+++ TEXT UNDER STUDY

City limit sign of Fucking, Austriahttps://www.mirror.co.uk/news/weird-news/weve-fg-had-enough--fed-up-797502

Even though this Austrian town has had this name for centuries, it started gaining global fame only when British and American soldiers discovered the place during WWII. The residents of the town have attempted to change their “Fucking” name on a number of occasions, but the financial opportunities have kept it unchanged as the unusual name has made it a hot destination for the English-speaking tourists.


Manshiyat Naser, Egypt


Found in the outskirts of Cairo, Egypt, Manshiyat Naser is primarily made up of its infamous “Garbage City” quarter, a slum settlement with an economy which revolves around the collection and recycling of the city’s garbage. It lacks infrastructure, sewers, or electricity, and often has no running water. Perhaps this is one city you can skip on. There is nothing to see at a garbage city aside from the wastepile there…unless you’re into the stench of decaying food bits, leftover items, and dirt. In that case, you’ve found paradise!


Lily Dale, New York


Do you need a little spiritual guide? Here is a place for all those people who have felt at some point during their lives that they had of a spiritual connection. Incredibly, there is a town for people searching for their spiritual connection.  Lily Dale is a town made up completely of self-proclaimed mediums and psychics! Some of the residents in this spooky community even hold “supernatural” services for visitors. These services include a long list of miscellaneous acts intended to spur the dead into the living world.

++++++
+++ DATA FOR ANALYSIS

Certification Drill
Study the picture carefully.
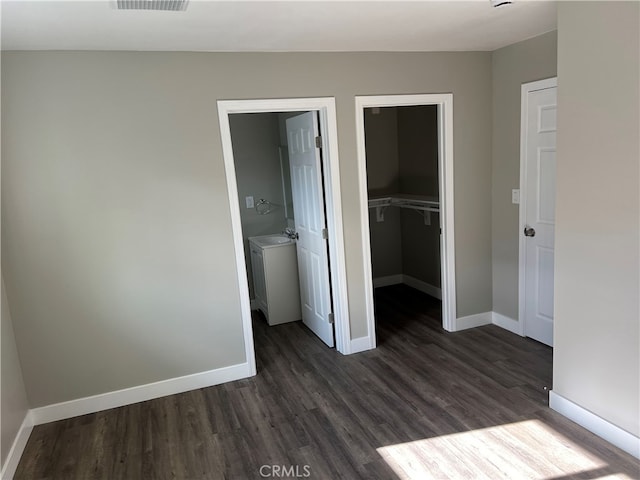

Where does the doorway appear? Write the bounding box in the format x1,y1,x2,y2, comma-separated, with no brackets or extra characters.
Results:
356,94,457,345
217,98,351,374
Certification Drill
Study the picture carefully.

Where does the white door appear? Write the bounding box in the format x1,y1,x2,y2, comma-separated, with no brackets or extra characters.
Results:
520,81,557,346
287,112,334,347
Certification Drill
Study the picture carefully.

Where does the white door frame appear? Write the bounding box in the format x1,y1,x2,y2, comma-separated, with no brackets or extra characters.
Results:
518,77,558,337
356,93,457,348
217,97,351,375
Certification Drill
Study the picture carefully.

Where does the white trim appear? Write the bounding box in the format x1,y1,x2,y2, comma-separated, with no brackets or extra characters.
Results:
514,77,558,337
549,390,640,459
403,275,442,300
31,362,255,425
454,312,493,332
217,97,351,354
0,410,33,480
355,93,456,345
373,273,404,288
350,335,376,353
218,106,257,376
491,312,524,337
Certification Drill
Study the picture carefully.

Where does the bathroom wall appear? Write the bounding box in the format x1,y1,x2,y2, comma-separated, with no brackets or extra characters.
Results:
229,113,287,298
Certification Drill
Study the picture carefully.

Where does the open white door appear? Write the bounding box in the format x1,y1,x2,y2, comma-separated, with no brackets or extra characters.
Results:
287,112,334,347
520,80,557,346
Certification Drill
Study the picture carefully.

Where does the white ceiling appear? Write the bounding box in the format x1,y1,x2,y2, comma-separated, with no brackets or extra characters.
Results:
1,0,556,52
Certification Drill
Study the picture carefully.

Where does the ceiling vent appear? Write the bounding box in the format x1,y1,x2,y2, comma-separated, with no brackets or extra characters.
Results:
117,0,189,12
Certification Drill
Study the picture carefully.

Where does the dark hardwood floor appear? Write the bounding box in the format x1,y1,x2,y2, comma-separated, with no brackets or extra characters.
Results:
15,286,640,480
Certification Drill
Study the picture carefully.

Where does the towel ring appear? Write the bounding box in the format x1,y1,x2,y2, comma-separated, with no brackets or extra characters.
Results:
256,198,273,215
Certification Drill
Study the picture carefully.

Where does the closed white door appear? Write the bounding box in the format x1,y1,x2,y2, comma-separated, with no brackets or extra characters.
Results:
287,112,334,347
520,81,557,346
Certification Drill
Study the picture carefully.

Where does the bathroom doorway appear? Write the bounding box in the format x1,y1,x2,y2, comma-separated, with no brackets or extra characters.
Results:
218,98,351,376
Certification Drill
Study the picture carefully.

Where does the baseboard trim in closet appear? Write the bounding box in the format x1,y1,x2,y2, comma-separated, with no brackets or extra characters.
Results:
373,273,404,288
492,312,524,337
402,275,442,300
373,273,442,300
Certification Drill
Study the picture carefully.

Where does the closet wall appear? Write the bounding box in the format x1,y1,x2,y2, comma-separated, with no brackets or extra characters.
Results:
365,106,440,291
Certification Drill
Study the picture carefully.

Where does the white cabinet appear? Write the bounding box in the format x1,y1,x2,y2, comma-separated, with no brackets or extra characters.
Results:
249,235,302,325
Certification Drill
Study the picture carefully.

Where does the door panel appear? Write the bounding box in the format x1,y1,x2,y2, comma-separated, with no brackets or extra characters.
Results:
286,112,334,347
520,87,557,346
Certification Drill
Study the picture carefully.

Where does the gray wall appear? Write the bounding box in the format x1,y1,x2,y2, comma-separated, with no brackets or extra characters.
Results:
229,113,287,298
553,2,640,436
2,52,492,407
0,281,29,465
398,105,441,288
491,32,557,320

++++++
+++ DATA FOR ANALYSIS

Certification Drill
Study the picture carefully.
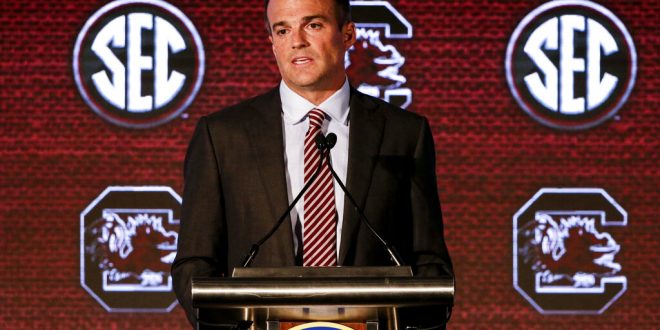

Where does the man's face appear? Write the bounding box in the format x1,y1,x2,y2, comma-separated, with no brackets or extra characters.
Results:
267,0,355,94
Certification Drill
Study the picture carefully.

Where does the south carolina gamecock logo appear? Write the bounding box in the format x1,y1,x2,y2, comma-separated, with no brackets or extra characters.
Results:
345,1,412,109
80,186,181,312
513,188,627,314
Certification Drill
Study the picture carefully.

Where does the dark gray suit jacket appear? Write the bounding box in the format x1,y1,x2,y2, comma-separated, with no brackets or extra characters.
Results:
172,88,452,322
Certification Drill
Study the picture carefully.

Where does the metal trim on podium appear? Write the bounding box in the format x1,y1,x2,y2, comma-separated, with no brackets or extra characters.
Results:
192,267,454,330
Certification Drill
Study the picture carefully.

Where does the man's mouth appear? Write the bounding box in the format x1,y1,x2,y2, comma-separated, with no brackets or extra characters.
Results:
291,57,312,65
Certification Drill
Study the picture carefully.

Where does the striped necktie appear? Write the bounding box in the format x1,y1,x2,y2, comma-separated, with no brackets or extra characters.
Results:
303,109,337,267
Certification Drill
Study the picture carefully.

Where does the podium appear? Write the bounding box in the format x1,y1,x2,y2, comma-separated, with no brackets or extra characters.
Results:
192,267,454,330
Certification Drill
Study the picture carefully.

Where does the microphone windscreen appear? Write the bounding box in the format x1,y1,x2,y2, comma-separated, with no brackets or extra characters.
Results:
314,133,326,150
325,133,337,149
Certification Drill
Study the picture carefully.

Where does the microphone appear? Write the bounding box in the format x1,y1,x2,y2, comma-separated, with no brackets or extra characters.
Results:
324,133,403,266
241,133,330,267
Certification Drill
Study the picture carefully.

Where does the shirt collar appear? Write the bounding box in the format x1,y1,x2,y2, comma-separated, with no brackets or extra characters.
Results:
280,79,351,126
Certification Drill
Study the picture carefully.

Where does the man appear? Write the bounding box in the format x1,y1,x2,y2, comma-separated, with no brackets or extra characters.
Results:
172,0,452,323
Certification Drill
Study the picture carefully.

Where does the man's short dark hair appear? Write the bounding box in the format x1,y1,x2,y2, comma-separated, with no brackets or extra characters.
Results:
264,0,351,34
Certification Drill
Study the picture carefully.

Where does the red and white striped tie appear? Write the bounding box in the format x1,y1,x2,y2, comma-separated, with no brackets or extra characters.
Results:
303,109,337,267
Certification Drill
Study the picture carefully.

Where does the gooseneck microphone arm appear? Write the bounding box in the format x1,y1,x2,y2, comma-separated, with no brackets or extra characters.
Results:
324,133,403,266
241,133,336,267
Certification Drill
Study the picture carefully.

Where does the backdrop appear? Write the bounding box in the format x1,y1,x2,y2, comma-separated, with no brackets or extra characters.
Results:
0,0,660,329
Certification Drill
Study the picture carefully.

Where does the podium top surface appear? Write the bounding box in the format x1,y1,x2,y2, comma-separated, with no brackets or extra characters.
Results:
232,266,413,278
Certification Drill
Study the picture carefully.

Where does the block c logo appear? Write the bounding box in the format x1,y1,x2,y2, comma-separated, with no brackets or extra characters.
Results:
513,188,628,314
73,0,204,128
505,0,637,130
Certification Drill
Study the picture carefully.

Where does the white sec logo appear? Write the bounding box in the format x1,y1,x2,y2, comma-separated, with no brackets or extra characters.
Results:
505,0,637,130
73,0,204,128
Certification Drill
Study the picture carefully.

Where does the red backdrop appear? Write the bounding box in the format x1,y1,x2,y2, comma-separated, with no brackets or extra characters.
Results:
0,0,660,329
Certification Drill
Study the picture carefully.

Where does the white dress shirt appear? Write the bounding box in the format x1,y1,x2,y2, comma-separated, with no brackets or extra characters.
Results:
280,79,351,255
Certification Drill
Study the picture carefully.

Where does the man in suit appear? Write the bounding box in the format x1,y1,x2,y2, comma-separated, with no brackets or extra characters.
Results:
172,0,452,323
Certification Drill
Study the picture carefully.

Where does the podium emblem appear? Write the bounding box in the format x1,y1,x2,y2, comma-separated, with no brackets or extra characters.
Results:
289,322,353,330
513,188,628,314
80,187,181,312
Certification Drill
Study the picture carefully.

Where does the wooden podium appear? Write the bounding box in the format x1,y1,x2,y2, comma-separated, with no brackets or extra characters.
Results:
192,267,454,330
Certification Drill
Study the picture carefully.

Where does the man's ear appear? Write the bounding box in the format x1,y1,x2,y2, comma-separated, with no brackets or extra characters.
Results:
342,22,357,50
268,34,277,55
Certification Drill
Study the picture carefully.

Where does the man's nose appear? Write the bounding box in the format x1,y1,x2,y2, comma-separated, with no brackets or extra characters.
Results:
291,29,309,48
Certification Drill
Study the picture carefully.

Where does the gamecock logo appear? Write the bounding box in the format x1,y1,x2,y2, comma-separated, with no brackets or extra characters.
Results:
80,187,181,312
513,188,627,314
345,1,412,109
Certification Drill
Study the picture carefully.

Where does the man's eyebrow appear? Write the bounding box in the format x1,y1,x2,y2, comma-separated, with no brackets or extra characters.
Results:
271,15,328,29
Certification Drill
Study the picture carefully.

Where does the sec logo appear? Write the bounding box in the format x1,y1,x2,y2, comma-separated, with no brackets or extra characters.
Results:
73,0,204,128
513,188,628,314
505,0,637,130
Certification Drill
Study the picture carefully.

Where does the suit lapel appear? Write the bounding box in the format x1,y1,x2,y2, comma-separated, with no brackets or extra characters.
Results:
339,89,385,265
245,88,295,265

++++++

ACTION ITEM A:
Answer these questions from the text about unusual towns:
(i) When did the Austrian town start gaining global fame?
(ii) What does the economy of the "Garbage City" quarter of Manshiyat Naser revolve around?
(iii) What are the people of Lily Dale, New York, made up of entirely?
ACTION ITEM B: Resume the text about unusual towns, starting right after its last sentence about Lily Dale's supernatural services.
The records have no connection to the text about unusual towns.

EXERCISE RESULT A:
(i) It started gaining global fame when British and American soldiers discovered it during WWII.
(ii) It revolves around the collection and recycling of the city's garbage.
(iii) Lily Dale is made up entirely of self-proclaimed mediums and psychics.

EXERCISE RESULT B:
Monowi, Nebraska


This small town in Nebraska is probably the only town in the world with a total population of just one person. The only resident of the town, an elderly woman, owns and operates a bar and a public library for visitors, as well as serves as the town’s official mayor. So, if you wander to town and find more than one person living there, you’ve got a problem! But let’s think about that for a moment. If you were the only person in town – do you become the sheriff, the mayor, the judge? One-person town problems….


Centralia, Pennsylvania


This Pennsylvanian ghost town is as weird as it is dangerous. An underground mining fire has been burning beneath this once bustling mining town ever since 1962. It’s been causing some major sinkholes and toxic gases that have forced most of the town’s residents to relocate to nearby cities. Nevertheless, a few brave people who refused to leave their livelihoods behind still live there to this day.


Kowloon Walled City, Hong Kong


Before it was demolished in 1994, the Kowloon Walled City in Hong Kong was famous for being the densest place on earth. It is essentially a metropolitan. It’s a city made up of tiny houses stacked on top of each other. And, it’s thought that over 33,000 people would live on a single block during the city’s peak.


Coober Pedy, South Australia


Although underground cities might be a staple of sci-fi films and graphic novels, the Australian city of Coober Pedy is very real. It’s a primarily subterranean city built into a network of old abandoned mines. Even though it sounds like a weird place, it is known as a very enjoyable and cool during certain times of the year. If you want to visit this city, pick a time of the year when it’s not going to be hot and sweltering underground!


Colma, California


Colma is often called the “city of the dead” because of its many cemeteries including Jewish, Chinese, and even a pet cemetery among the others. The city was founded as a necropolis of San Francisco in 1924, and though its living population is only about 1,200 souls, the number of people buried there is estimated to be closer to two million.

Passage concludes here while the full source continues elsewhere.